*WHAT YOU ARE ASKED TO DO*
Look below for the line with "on the washer". Extract that line and each one after it through the last, word for word.

***** EXCERPTED DATA *****

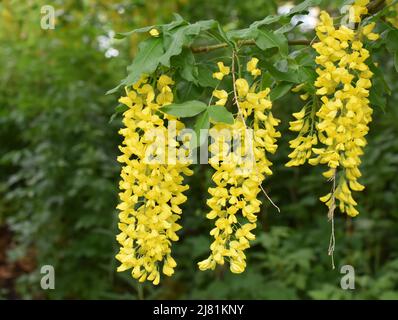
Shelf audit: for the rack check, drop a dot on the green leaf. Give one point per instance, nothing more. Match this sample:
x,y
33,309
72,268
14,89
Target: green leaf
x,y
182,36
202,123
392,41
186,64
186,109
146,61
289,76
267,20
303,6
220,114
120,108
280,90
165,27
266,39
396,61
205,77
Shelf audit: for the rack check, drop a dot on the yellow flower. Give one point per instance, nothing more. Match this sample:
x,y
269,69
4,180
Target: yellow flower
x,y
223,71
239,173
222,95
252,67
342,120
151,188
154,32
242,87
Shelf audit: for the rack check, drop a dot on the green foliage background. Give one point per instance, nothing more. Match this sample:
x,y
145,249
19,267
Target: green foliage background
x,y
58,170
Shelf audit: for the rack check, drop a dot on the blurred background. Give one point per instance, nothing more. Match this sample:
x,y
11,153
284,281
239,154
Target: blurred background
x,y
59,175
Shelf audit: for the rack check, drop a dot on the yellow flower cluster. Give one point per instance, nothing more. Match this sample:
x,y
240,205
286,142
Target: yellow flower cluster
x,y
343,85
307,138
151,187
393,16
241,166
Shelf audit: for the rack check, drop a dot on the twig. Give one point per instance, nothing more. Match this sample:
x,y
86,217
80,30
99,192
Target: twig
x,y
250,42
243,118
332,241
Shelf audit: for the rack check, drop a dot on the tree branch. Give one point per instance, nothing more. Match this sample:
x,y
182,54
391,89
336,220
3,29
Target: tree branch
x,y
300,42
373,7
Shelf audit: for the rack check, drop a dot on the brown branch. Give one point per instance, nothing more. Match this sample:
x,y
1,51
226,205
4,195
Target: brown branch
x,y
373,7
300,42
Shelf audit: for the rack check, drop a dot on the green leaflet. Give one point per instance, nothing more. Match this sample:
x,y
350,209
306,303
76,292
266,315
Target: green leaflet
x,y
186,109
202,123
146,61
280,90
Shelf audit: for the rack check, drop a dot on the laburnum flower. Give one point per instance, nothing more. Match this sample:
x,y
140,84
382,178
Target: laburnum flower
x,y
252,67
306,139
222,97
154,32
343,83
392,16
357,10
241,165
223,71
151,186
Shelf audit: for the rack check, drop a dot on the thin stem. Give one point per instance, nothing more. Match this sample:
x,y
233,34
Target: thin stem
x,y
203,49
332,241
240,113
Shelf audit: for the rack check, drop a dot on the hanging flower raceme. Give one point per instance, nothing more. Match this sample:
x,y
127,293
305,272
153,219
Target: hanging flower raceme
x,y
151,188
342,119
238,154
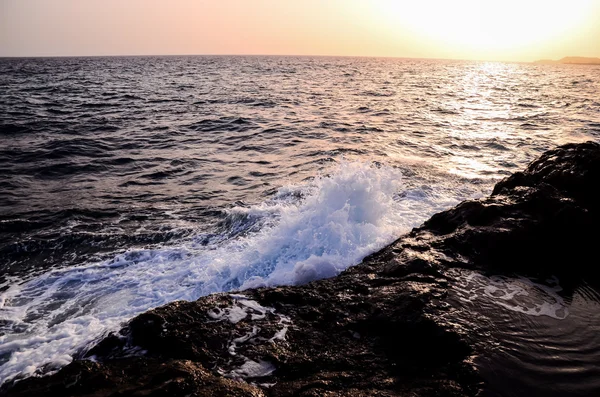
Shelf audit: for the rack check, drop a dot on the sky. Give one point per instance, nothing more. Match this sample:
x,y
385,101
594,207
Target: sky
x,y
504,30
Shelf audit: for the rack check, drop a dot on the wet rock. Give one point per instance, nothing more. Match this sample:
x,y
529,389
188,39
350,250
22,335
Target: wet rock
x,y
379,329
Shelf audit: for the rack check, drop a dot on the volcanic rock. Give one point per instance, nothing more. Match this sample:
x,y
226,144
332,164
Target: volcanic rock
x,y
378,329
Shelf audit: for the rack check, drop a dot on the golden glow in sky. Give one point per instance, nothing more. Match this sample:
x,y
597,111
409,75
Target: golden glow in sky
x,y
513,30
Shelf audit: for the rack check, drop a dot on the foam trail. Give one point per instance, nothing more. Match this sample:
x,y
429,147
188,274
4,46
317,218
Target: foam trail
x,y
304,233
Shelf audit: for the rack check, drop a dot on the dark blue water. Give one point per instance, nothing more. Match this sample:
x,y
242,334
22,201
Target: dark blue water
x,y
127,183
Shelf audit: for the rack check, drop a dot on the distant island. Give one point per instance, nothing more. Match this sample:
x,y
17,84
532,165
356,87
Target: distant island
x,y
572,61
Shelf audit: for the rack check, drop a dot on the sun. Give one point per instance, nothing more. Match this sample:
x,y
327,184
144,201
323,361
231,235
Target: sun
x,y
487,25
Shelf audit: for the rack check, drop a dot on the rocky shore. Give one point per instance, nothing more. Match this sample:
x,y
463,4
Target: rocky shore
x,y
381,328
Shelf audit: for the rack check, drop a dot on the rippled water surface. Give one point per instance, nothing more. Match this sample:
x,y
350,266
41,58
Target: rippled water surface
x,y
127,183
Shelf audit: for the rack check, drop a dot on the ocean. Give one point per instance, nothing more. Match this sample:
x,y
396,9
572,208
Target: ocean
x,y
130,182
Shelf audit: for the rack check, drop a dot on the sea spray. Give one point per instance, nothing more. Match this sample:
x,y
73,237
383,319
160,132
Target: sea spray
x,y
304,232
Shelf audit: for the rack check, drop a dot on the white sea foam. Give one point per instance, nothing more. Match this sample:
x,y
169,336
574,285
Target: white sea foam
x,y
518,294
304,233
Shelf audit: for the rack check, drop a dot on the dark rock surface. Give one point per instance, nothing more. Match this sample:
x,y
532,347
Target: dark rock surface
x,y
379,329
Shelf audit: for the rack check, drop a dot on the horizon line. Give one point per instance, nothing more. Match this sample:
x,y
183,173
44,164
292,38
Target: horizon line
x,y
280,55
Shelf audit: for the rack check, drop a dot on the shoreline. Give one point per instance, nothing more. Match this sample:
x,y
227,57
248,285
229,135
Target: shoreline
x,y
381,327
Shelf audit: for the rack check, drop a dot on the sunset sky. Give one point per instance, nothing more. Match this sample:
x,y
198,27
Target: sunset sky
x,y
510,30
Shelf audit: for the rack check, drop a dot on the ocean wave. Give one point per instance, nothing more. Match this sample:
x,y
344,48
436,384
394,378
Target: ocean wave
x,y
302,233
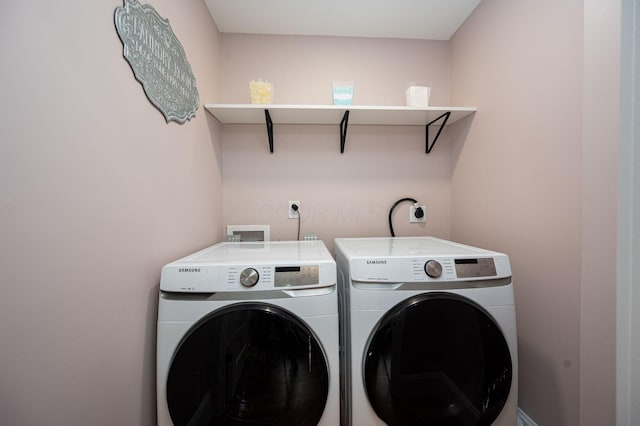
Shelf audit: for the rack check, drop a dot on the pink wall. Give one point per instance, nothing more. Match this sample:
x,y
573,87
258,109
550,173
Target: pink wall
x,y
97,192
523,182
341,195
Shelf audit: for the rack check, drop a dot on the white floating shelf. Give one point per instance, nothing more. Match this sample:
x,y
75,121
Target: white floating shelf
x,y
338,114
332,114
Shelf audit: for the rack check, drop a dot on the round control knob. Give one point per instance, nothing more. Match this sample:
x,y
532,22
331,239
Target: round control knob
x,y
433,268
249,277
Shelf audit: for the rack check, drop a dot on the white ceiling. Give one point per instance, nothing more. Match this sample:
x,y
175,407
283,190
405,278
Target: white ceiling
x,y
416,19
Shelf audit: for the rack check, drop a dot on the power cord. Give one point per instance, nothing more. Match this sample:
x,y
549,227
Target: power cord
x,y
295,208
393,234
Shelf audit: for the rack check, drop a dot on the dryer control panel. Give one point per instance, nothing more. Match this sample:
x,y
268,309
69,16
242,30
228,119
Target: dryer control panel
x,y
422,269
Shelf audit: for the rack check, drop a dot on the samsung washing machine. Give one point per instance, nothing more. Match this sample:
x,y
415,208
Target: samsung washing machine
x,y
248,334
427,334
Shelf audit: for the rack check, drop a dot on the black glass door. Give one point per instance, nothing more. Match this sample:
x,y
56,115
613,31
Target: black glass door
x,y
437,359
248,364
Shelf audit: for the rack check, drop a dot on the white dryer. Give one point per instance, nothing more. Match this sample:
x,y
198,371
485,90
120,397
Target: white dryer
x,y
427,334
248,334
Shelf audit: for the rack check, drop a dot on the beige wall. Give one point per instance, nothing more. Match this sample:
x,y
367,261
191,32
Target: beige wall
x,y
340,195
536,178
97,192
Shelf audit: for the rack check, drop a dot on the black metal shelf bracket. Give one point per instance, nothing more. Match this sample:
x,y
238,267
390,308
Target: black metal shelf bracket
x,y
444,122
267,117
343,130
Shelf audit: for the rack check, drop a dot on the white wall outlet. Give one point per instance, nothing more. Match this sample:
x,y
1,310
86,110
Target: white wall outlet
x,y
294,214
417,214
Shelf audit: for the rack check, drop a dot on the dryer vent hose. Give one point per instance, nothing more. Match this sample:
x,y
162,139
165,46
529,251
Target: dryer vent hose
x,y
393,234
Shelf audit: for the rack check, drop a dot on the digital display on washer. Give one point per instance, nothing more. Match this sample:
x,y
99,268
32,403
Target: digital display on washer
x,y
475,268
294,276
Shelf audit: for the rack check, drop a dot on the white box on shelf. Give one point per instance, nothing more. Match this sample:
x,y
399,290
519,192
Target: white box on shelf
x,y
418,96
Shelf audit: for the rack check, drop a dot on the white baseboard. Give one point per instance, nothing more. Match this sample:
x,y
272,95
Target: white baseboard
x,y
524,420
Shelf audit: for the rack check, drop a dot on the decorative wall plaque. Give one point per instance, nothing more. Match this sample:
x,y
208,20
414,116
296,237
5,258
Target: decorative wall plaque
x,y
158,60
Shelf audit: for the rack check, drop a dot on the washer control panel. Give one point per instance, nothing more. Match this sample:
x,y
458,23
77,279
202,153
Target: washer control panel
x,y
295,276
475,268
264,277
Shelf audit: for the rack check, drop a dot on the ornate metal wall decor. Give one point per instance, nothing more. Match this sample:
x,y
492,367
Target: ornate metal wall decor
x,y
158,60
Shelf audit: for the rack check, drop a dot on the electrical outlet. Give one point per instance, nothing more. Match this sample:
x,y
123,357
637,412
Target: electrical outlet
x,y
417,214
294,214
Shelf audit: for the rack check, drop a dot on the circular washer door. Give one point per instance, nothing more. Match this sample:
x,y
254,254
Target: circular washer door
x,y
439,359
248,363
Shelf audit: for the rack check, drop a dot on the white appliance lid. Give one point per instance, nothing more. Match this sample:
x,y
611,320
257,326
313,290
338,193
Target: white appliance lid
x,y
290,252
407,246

*****

*SOLUTION*
Shelf audit: for the rack check, drop a dot on the washer control panel. Give one point per instance, nothing more. Match this sample:
x,y
458,23
77,279
202,153
Target: washer control panel
x,y
295,276
475,268
264,277
Shelf audit: for the rack check, drop a dot on the ornate metal wall decor. Give one point per instance, nothing more. Match this sample:
x,y
492,367
Target: ornate metal wall decor
x,y
158,60
Shelf audit: for the rack check, drop a dot on the electrical outlet. Give one point per instance, nothing more. Match this sample:
x,y
123,357
637,412
Target: electrical outlet
x,y
417,214
294,214
Shelf audit: for the rack check, drop a dot on the circular washer door. Give one point per instance, nothing more. Match this sample:
x,y
254,254
Target: circular washer door
x,y
439,359
248,363
Shelf audit: for the rack check, drop a dot on the white appliance lid. Give one point per instance, nothing more. Match this sample:
x,y
611,320
257,326
313,290
338,193
Target: white appliance lid
x,y
290,252
407,246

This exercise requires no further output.